## Task description
Locate the string "plant" throughout the material and copy every line in which it occurs.

## Data supplied
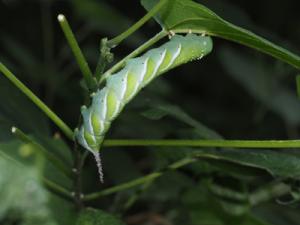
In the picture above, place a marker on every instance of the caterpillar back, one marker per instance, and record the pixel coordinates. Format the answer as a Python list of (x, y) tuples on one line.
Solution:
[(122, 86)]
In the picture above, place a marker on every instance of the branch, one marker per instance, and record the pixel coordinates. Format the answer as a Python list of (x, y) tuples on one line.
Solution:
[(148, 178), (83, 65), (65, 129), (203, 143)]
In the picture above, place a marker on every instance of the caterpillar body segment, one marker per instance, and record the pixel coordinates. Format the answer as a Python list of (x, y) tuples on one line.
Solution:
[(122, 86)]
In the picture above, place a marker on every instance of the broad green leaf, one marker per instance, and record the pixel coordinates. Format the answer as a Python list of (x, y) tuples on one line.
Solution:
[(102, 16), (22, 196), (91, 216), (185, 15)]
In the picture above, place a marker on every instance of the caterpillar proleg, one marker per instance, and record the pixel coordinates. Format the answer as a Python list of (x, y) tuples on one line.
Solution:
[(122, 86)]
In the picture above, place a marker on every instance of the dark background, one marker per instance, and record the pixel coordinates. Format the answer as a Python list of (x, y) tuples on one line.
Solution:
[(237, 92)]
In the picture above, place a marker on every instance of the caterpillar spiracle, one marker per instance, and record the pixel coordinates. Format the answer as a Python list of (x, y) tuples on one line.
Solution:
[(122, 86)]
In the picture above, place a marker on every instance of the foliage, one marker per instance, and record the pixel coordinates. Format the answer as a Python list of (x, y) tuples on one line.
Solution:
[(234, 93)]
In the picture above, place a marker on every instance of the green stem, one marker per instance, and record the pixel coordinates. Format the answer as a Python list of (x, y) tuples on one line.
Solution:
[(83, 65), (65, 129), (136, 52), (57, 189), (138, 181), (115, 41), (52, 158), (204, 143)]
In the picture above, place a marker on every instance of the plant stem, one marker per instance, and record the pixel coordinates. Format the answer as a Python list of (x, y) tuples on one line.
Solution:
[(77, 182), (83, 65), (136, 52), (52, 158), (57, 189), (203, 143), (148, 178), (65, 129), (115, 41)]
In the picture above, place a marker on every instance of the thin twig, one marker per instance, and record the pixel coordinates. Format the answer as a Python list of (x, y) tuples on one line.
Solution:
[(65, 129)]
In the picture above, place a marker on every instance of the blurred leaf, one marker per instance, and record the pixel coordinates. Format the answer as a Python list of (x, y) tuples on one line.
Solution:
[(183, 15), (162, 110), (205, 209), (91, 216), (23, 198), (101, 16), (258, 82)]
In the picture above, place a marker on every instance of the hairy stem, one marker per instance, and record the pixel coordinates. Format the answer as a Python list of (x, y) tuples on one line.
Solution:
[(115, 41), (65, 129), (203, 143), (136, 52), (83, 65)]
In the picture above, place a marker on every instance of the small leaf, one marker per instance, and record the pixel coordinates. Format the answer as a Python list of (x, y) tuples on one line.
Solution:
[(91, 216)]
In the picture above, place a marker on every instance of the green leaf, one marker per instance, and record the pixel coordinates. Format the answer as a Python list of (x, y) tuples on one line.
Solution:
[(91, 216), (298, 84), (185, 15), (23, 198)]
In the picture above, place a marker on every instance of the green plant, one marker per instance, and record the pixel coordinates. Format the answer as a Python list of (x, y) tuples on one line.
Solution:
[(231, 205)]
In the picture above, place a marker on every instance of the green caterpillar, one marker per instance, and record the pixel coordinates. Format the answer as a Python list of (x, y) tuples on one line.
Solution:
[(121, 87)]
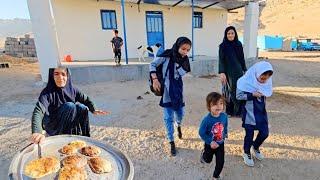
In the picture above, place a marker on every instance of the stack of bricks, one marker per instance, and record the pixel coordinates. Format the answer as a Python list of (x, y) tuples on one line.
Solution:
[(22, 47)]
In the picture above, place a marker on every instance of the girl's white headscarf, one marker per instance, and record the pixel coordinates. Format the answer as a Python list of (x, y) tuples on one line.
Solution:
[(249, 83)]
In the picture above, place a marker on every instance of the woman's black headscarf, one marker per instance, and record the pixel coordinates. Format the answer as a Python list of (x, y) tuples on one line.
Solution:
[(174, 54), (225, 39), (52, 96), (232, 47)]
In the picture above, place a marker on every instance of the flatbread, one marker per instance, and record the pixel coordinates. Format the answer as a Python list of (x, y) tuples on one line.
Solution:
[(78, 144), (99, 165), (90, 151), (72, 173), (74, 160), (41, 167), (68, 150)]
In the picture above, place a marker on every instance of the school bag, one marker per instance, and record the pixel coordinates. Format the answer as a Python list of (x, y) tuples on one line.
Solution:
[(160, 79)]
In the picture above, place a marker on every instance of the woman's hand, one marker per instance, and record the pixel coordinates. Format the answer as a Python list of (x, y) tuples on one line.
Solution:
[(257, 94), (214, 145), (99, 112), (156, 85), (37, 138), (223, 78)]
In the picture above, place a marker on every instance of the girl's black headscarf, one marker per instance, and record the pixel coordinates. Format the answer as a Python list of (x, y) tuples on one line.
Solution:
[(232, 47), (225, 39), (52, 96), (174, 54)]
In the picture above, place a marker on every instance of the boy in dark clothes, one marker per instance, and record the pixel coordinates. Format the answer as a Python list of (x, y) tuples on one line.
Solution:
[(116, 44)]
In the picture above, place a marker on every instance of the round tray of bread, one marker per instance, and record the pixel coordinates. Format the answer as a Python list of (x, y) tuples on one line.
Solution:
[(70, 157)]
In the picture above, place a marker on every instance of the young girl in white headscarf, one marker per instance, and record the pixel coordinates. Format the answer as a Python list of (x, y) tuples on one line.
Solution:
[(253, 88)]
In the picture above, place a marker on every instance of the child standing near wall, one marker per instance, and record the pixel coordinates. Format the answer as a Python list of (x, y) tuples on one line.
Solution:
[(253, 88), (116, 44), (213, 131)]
...
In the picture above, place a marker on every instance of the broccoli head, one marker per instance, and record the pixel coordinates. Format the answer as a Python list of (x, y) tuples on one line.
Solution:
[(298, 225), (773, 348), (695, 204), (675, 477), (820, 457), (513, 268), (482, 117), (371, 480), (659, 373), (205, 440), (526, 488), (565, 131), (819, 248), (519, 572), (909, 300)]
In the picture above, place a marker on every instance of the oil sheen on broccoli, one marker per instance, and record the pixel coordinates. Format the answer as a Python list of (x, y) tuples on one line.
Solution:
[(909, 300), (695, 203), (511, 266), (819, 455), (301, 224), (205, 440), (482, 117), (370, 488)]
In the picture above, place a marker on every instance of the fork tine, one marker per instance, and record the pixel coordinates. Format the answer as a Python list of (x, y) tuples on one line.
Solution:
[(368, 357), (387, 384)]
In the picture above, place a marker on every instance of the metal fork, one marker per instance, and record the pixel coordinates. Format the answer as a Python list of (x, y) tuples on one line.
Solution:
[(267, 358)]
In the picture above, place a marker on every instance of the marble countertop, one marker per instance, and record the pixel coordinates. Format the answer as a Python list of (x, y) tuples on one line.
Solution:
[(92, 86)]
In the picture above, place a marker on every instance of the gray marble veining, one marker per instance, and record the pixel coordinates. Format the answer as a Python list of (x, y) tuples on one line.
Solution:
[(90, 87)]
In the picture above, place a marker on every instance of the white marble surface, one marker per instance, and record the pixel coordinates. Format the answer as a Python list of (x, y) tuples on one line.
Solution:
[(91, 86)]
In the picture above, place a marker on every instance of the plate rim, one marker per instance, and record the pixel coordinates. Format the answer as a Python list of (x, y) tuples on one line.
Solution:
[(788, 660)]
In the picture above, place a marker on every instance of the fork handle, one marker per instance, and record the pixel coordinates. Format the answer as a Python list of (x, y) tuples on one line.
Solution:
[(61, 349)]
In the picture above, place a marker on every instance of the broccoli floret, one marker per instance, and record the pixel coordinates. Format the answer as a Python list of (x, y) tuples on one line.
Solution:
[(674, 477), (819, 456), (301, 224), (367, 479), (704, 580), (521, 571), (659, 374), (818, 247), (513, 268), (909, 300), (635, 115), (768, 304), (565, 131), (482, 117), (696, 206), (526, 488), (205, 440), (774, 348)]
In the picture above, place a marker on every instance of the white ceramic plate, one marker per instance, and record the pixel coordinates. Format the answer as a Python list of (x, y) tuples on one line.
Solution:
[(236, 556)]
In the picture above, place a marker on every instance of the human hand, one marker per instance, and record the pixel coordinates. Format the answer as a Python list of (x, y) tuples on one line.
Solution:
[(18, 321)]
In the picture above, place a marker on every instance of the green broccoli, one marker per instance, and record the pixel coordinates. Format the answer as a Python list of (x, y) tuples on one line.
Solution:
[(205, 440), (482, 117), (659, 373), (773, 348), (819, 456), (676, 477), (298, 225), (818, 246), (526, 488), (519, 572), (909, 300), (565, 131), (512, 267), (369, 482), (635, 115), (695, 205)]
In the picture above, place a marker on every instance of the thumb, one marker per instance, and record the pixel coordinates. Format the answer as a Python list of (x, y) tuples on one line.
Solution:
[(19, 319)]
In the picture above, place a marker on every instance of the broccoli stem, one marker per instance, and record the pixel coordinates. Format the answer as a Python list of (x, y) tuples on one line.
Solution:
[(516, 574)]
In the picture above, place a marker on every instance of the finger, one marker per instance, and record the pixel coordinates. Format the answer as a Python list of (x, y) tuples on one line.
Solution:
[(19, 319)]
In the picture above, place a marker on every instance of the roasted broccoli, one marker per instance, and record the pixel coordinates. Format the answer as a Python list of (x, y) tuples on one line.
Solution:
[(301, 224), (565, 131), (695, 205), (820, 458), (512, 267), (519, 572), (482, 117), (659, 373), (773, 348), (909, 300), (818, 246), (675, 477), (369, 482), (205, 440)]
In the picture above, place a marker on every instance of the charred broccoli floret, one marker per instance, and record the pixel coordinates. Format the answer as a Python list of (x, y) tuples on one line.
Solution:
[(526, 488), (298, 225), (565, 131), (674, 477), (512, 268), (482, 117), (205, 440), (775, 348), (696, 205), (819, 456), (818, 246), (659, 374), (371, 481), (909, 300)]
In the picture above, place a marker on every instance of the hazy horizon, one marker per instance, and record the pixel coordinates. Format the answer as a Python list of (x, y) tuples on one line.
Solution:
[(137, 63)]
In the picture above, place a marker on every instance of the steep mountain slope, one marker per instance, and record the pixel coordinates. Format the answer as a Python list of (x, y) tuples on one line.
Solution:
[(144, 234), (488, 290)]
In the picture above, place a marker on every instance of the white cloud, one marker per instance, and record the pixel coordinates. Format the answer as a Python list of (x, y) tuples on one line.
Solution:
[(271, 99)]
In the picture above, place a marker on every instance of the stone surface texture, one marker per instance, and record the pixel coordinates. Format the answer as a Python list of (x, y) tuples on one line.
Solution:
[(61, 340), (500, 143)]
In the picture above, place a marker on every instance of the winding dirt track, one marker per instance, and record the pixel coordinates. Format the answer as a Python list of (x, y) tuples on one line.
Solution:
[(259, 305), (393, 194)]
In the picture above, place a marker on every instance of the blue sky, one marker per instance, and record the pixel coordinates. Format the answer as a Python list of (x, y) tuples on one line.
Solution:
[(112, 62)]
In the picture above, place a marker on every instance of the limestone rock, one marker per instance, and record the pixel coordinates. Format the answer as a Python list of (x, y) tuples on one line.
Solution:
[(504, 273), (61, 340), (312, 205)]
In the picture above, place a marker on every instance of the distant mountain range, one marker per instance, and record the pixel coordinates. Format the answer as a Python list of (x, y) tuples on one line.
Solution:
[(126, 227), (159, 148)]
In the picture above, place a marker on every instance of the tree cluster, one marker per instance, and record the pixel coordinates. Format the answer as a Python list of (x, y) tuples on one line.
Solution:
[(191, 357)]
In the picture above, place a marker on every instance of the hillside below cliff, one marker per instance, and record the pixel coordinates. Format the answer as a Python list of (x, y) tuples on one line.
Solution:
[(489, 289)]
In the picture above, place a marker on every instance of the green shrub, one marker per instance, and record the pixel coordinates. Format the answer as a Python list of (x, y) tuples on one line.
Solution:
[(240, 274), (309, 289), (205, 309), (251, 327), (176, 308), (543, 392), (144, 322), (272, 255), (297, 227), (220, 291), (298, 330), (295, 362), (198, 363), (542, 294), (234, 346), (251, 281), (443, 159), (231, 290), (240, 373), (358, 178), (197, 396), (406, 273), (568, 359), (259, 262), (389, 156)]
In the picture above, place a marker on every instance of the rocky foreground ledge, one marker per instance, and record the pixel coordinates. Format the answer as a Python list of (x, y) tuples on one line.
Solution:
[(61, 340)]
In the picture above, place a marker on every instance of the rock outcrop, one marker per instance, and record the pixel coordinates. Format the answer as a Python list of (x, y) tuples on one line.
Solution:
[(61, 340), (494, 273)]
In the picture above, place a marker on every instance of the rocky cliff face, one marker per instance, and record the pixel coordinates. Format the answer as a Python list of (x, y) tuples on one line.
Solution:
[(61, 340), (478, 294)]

## Exercise result
In the picture above, place a marker on every instance of the plant stem, one marker per instance, and record the pixel coordinates. Format the answer as a Python list of (x, y) tuples on one line.
In the picture above, place a marker on every instance of the green plant, one marker per instance, and record the pixel coordinates. Format the answer as a Python list of (x, y) tuples on one line.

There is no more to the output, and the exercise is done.